Benefits: relieves insomnia, stress, and anxiety, purifies the channels of the body, calms the nervous system, regulates body temperature.
Precautions: headaches, fever, restlessness, agitation, seizures, blocked nasal passages, cold.
One thing I practice through the breathwork is a way to DO something without doing something. The breathwork I practice and teach is a meditation. The pranayama breath is way of breathing through the mouth only and is a way to bypass the mind and move directly into the body. There are infinite paths inward and I choose several to deepen my connection to self. Even in the way I teach movement there is not one way. There is your way. Right now.
And Way will shift. Way opens and closes not unlike our heart center. It seems to me that part of my work on this 3 dimensional plane is to continually seek and find way knowing that like every aspect of self it too will shapeshift and disappear and reappear in new ways, as I do.
The quote—
“how often I have found where I should be going by setting out for somewhere else” by Buckminster Fuller rests on the wall in my studio. I know this intimately.
I moved to Chicago in 2006 for a postdoctoral position in Biochemistry and molecular genetics at UIC. I worked in a prestigious laboratory with the worlds expert in Anti-coagulation. My doctoral research was examining the interactions of enzymes involved in the coagulation cascade: Blood clotting. The human body has fascinated me since I can remember. I knew when I was 16 that I would study biochemistry. It took me longer than some people to finally gather the courage to pursue my dreams. I’m still pursuing them and they shift perpetually. I found it difficult to emerge amongst the overwhelming noise that bombarded my own inner signal. I quit things most people wouldn’t. I went to college on a scholarship to play the violin—I was recruited in 1984. Who the hell even knew I was down in Louisville, Ky making music? I wanted to play field hockey in college but apparently I was meant to play music. I left college after 2 years—even though I loved my school—I did not understand that I could get a degree in music and not have to be a musician for the rest of my life. I knew what I wanted AND I knew I didn’t want that. I left college. I had been cooking in a retreat center in the mountains all summer and rafting and watching luna moths as big as my head and making new friends and so I stayed a while until my parents convinced me that I should be productive—so I was shepherded back to Louisville to live with my parents and get a job. I started cooking in restaurants and then went off to Italy to study cooking in a 5 star hotel in Salsomaggiore Terme near where my father had grown up. I began to gain weight through college and after. While I lived in Italy I rode my bike everywhere and ate clean food. I worked a lot and spent time with family and lost a lot of weight.
This would be a theme in my life: on purpose, lean—off purpose, fat.
Until I stopped the cycle.
When I was 24 I lost over 100 pounds and have kept it off for the last 32 years.

▸ Material supplied:
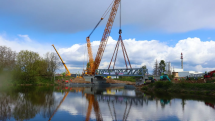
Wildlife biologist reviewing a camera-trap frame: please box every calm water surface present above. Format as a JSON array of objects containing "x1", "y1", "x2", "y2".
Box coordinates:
[{"x1": 0, "y1": 87, "x2": 215, "y2": 121}]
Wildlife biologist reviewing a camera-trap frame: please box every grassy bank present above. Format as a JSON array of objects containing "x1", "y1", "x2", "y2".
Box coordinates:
[{"x1": 142, "y1": 81, "x2": 215, "y2": 95}]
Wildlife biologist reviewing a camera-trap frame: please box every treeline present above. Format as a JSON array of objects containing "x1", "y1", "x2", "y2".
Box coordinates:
[{"x1": 0, "y1": 46, "x2": 60, "y2": 84}]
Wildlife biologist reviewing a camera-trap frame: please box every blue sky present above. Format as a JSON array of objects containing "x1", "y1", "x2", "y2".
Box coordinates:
[{"x1": 0, "y1": 0, "x2": 215, "y2": 73}]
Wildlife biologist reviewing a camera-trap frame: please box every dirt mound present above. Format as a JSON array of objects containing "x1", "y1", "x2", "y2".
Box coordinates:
[{"x1": 106, "y1": 79, "x2": 135, "y2": 85}]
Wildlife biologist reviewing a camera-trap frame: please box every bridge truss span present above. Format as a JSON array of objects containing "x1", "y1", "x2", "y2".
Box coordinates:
[{"x1": 95, "y1": 68, "x2": 148, "y2": 77}]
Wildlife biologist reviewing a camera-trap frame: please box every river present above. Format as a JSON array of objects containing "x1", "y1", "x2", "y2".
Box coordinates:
[{"x1": 0, "y1": 86, "x2": 215, "y2": 121}]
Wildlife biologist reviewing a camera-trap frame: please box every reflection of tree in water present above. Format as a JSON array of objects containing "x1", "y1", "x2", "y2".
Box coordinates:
[
  {"x1": 0, "y1": 87, "x2": 57, "y2": 121},
  {"x1": 40, "y1": 93, "x2": 57, "y2": 118},
  {"x1": 0, "y1": 93, "x2": 11, "y2": 121},
  {"x1": 13, "y1": 94, "x2": 39, "y2": 120},
  {"x1": 160, "y1": 99, "x2": 170, "y2": 108}
]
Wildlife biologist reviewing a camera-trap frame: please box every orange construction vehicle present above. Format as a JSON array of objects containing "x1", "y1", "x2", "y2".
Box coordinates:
[{"x1": 204, "y1": 70, "x2": 215, "y2": 78}]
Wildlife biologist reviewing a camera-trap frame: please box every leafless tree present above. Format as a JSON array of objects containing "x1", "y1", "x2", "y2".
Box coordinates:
[
  {"x1": 153, "y1": 60, "x2": 159, "y2": 76},
  {"x1": 44, "y1": 52, "x2": 60, "y2": 76},
  {"x1": 0, "y1": 46, "x2": 16, "y2": 71}
]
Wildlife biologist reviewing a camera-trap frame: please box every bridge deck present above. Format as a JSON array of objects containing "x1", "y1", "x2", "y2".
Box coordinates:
[{"x1": 95, "y1": 68, "x2": 148, "y2": 77}]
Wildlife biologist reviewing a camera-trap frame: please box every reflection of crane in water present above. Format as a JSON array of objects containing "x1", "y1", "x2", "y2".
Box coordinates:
[
  {"x1": 49, "y1": 88, "x2": 103, "y2": 121},
  {"x1": 49, "y1": 88, "x2": 72, "y2": 121},
  {"x1": 86, "y1": 94, "x2": 103, "y2": 121},
  {"x1": 49, "y1": 87, "x2": 143, "y2": 121},
  {"x1": 108, "y1": 101, "x2": 132, "y2": 121}
]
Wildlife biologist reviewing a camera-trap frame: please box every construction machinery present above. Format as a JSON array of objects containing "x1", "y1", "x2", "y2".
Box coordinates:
[
  {"x1": 160, "y1": 74, "x2": 171, "y2": 82},
  {"x1": 86, "y1": 0, "x2": 121, "y2": 75},
  {"x1": 204, "y1": 70, "x2": 215, "y2": 78},
  {"x1": 52, "y1": 44, "x2": 71, "y2": 76}
]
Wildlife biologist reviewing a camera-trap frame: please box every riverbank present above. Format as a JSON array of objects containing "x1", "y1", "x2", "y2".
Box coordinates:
[{"x1": 141, "y1": 81, "x2": 215, "y2": 95}]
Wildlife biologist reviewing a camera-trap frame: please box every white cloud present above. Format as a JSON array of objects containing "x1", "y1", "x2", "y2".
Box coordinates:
[
  {"x1": 0, "y1": 35, "x2": 215, "y2": 73},
  {"x1": 0, "y1": 34, "x2": 54, "y2": 56},
  {"x1": 0, "y1": 0, "x2": 215, "y2": 33},
  {"x1": 18, "y1": 34, "x2": 32, "y2": 42}
]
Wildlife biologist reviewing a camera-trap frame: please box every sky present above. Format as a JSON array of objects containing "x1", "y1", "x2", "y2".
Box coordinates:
[{"x1": 0, "y1": 0, "x2": 215, "y2": 73}]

▸ Tasks for this exercise:
a – In the breathwork essay, what position brought the writer to Chicago in 2006?
b – Name every item listed under "Precautions" in the breathwork essay.
c – Write a continuation of the breathwork essay that picks up after its last sentence, which describes losing over 100 pounds at age 24.

▸ Answers for the tasks:
a – A postdoctoral position in biochemistry and molecular genetics at UIC.

b – Headaches, fever, restlessness, agitation, seizures, blocked nasal passages, cold.

c –
Weight loss is a practice—not a diet. I lost weight by getting clear on exchange. By resuming physical activity that I loved, eating whole foods that I cooked, and quitting toxins.
There have been periods of my life traceable to relationship woes, job changes, and general angst where it was harder—but its always a practice.
Everything we choose is a practice. What doe it feel like to eat things you know don’t make you feel good?
For me change came from the constant awareness that I wanted to feel better.
The book Dopamine nation will give you all the science—and the truth is we are getting a fix, like a drug. There is real hormonal chemistry happening…….every pursuit of pleasure (from a physiological perspective) is rewarded with a pain response—Dr Lembke calls them gremlins who hop on the other end of the see saw to re-equilibrate it.
My personal philosophy assumes that everything is emerging as a consequence of both the tension and unity between interacting systems. I believe that mental phenomena are neither separate nor distinct from physical events. (Thinking and feeling are deeply connected) What is happening IS felt in the body because thought produces form. And the Body keeps the Score, for sure, as Basel Van Der kolk has written so eloquently.
And sages describe a state without suffering and a way to get there. That way is not to by searching for a remedy, a panacea, a magic bullet, or a pill, but to engage in the ongoing process of learning to become more animated and more connected. To become, in essence, more charged with life force. My intention is to be progressing toward greater integration through the cultivation of my own energy. My practices allow me to NOTICE when I am not in alignment and to come back faster and with greater ease and with some grace for myself for reacting in an old pattern. I feel better when I choose grace. This is the guiding Principle of my life and work. It feels good to be kind. It feels good to laugh. It feels good to move.
Movement as Meditation is not to create states of ecstasy or absorption but to experience being.
In meditation, as in movement, there is a quality of both being and of rest. An arousal of your feelings of trust. Trust in what?
Finding your home ground.
Paying attention to what is happening in your body.
You are not meditating on anything else.
Whatever we do in life we are affected by our mind.
Movement can be a meditation that allows us to
s l o w the speed of thinking. Let go.
Tune in.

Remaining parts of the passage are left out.